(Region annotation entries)
┌────────

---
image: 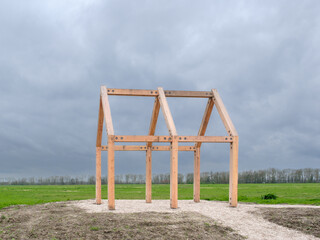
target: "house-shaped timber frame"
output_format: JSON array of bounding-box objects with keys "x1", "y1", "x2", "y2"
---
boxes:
[{"x1": 96, "y1": 86, "x2": 239, "y2": 210}]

└────────

Rewrite the items with "timber" changed to "wooden" and nothing else altered. Omit the pictures from your version.

---
image: 
target: "house-shaped wooden frame"
output_format: JSON array of bounding-box objects with keys "x1", "y1", "x2", "y2"
---
boxes:
[{"x1": 96, "y1": 86, "x2": 239, "y2": 210}]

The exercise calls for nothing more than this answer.